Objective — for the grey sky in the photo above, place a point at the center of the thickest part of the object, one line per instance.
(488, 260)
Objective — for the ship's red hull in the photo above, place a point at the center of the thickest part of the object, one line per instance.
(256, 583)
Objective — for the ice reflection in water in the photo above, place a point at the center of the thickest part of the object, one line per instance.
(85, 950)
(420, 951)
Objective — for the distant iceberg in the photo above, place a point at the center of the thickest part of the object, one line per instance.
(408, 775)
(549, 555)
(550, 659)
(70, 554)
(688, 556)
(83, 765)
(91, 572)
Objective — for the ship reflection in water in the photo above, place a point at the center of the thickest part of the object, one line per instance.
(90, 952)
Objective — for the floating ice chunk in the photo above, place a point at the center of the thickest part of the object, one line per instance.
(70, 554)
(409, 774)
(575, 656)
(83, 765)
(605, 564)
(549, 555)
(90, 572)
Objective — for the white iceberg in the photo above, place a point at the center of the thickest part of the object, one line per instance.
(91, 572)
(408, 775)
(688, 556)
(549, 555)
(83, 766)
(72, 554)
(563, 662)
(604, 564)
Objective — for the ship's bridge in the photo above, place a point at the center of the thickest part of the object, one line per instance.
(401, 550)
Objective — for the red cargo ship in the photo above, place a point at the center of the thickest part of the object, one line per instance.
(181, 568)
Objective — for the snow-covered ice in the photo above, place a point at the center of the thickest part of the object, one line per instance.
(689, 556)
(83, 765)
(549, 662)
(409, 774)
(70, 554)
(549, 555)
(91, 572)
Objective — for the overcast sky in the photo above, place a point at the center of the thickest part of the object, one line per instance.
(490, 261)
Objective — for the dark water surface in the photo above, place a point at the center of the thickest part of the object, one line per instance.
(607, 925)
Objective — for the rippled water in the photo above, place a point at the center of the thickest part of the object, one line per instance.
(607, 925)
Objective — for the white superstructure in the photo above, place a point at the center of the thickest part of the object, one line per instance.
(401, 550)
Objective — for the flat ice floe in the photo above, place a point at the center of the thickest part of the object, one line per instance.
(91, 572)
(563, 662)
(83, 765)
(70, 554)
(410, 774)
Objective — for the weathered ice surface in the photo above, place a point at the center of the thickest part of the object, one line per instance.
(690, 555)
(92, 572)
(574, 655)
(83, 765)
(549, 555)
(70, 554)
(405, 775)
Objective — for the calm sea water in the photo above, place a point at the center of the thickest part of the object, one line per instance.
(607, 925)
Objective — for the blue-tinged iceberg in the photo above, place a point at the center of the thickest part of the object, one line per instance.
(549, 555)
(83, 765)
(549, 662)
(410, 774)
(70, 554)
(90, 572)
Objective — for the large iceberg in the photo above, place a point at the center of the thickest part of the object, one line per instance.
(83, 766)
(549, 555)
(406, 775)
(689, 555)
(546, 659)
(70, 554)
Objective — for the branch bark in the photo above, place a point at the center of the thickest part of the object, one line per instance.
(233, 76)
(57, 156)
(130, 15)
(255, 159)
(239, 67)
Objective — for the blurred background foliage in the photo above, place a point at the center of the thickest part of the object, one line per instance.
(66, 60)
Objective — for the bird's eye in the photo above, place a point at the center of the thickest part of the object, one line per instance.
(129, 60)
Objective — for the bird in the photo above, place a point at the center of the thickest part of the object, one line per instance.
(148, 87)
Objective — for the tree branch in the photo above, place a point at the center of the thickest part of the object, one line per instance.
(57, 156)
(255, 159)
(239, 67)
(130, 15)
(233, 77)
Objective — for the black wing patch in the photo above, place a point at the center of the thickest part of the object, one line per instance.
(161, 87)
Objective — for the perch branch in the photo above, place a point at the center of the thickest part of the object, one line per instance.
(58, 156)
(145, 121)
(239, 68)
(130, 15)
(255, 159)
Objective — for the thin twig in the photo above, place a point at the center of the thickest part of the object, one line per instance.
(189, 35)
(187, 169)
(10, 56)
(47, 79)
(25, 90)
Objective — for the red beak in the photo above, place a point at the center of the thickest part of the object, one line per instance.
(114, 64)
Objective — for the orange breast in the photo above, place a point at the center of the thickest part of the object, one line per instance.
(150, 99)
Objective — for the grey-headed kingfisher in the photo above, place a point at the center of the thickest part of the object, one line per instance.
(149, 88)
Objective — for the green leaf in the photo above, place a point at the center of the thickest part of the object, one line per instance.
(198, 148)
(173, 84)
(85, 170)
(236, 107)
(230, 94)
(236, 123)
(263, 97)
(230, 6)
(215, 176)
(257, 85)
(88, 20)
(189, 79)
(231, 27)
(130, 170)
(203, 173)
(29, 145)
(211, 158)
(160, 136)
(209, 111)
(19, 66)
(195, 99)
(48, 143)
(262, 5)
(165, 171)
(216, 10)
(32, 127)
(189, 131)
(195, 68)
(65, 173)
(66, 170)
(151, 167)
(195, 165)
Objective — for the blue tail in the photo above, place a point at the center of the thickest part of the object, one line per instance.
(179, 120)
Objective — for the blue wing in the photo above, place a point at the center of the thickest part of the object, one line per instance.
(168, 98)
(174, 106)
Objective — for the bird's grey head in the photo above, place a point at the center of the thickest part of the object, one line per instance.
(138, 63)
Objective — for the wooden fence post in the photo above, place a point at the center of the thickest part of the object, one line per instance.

• **OBJECTIVE**: Go through the material above line by line and copy it exactly.

• **ANSWER TO THIS PROBLEM**:
Objective — for the grey sky in the photo above, place a point at the center of the thickest part of the object, one line per instance.
(488, 260)
Objective — for the ship's red hull in the photo above, place a point at the center of the thickest part of the object, one line per instance.
(256, 583)
Objective — for the ice reflection in water in the photo above, place a point at the center of the thickest part of the object, one line per instance.
(85, 950)
(420, 951)
Objective — for the distant iceberg in the photo above, place a point at the center of the thickest part of the object, one line per instance.
(408, 775)
(549, 555)
(550, 659)
(70, 554)
(688, 556)
(83, 765)
(91, 572)
Objective — for the ship reflection in water in the photo above, place a point at the center of the thickest part of the object, one line per instance.
(90, 952)
Objective — for the floating ice chunk in the photo above, place a point at the center of the thickest part of the object, one line per instance.
(70, 554)
(409, 774)
(575, 656)
(83, 765)
(605, 564)
(549, 555)
(90, 572)
Objective — for the white iceberg in the photo above, place a point at the center of the thickest part of the object, one line per instance.
(91, 572)
(408, 775)
(688, 556)
(549, 555)
(83, 766)
(72, 554)
(563, 662)
(604, 564)
Objective — for the ship's bridge in the photo above, place a point at the center of the thickest part of the object, one line per instance.
(401, 550)
Objective — for the red cargo ship in the photo above, place a point at the center of the thickest part of the object, one line per instance.
(181, 568)
Objective — for the snow-covered ice in the photo above, place a point at the center of the thickest part of the object, one line per instance.
(689, 556)
(83, 765)
(549, 662)
(409, 774)
(70, 554)
(549, 555)
(91, 572)
Objective — for the overcast sky in the photo above, place a point at the center of the thickest part of the object, one line per instance.
(490, 261)
Objective — for the dark water surface in the photo above, place a point at the center of the thickest part of the object, one line per instance.
(607, 925)
Objective — for the rippled water in the photo above, place a point at the center of the thickest part of the object, one line per instance.
(607, 925)
Objective — for the white superstructure in the photo above, place a point at the center of the thickest part of the object, one line per instance.
(401, 550)
Objective — for the flat ice floe in the photo above, place a point at the center of the thickest part of the object, one line per instance.
(91, 572)
(563, 662)
(83, 765)
(70, 554)
(410, 774)
Objective — for the weathered ice surface in the photo above, place a point at the center of the thickest part of the object, one line per instance.
(690, 555)
(92, 572)
(574, 655)
(83, 765)
(549, 555)
(70, 554)
(405, 775)
Objective — for the calm sea water in the photo above, place a point at the center of the thickest part of the object, one line per instance.
(607, 925)
Objective — for the blue-tinged iceberg in the photo above, place a point at the center of the thickest part of the object, one line per instance.
(549, 555)
(83, 765)
(549, 662)
(410, 774)
(70, 554)
(90, 572)
Objective — for the large iceberg in the photo above, place a point at the center of the thickest part of the object, one line per instance.
(83, 766)
(549, 555)
(406, 775)
(689, 555)
(546, 659)
(70, 554)
Objective — for the branch bark in the photo above, place a point at the center of the thickest part of the object, one line per instance.
(233, 76)
(57, 156)
(130, 15)
(255, 159)
(239, 67)
Objective — for the blurred background foliage in the photo above, place a point at the center of the thickest part of the object, one line per instance.
(66, 60)
Objective — for the bird's eye in the photo above, place a point at the center of the thickest part of the object, one line per instance.
(129, 60)
Objective — for the bird in the photo above, place a point at the center of the thickest part of the object, one line per instance.
(148, 87)
Objective — for the tree branch in the photo above, place a point at the center of the thickest part of the object, one line per instance.
(57, 156)
(255, 159)
(239, 67)
(130, 15)
(233, 77)
Objective — for the black wing patch in the photo above, place a point at the center of the thickest part of the object, one line per instance.
(161, 87)
Objective — for the perch branch in the photo above, place a point at the center of the thickest part of the object, one line per instance.
(58, 156)
(145, 121)
(239, 68)
(130, 15)
(255, 159)
Objective — for the thin twig in the photo above, place a point at the center of the thickest part of the object, one line per instance.
(189, 35)
(187, 169)
(10, 56)
(47, 79)
(25, 90)
Objective — for the red beak in the photo above, place a point at the center of the thickest part of the object, one line per instance.
(114, 64)
Objective — for the orange breast in the photo above, place a point at the center of the thickest part of the object, one line per instance.
(150, 99)
Objective — for the grey-headed kingfisher in the photo above, place a point at the center of the thickest part of the object, one line per instance.
(149, 88)
Objective — for the green leaf in the photo above, place a point at the center of the thickest part of the object, one line per instance.
(198, 148)
(173, 84)
(85, 170)
(236, 107)
(230, 94)
(236, 123)
(263, 97)
(230, 6)
(215, 176)
(257, 85)
(88, 20)
(189, 79)
(231, 27)
(130, 170)
(203, 173)
(29, 145)
(211, 158)
(160, 136)
(209, 111)
(19, 66)
(195, 99)
(48, 143)
(262, 5)
(165, 171)
(216, 10)
(32, 127)
(189, 131)
(195, 68)
(65, 173)
(66, 170)
(151, 167)
(195, 165)
Objective — for the blue tail in the photo above, place a point at the center of the thickest part of the object, one line per instance.
(179, 120)
Objective — for the blue wing in the photo above, place a point at the center of the thickest part of the object, one line per instance.
(168, 98)
(174, 106)
Objective — for the bird's grey head in the photo above, place a point at the center of the thickest part of the object, one line per instance.
(138, 63)
Objective — for the wooden fence post in the photo above, place a point at the center of the thickest part of the object, one line per instance.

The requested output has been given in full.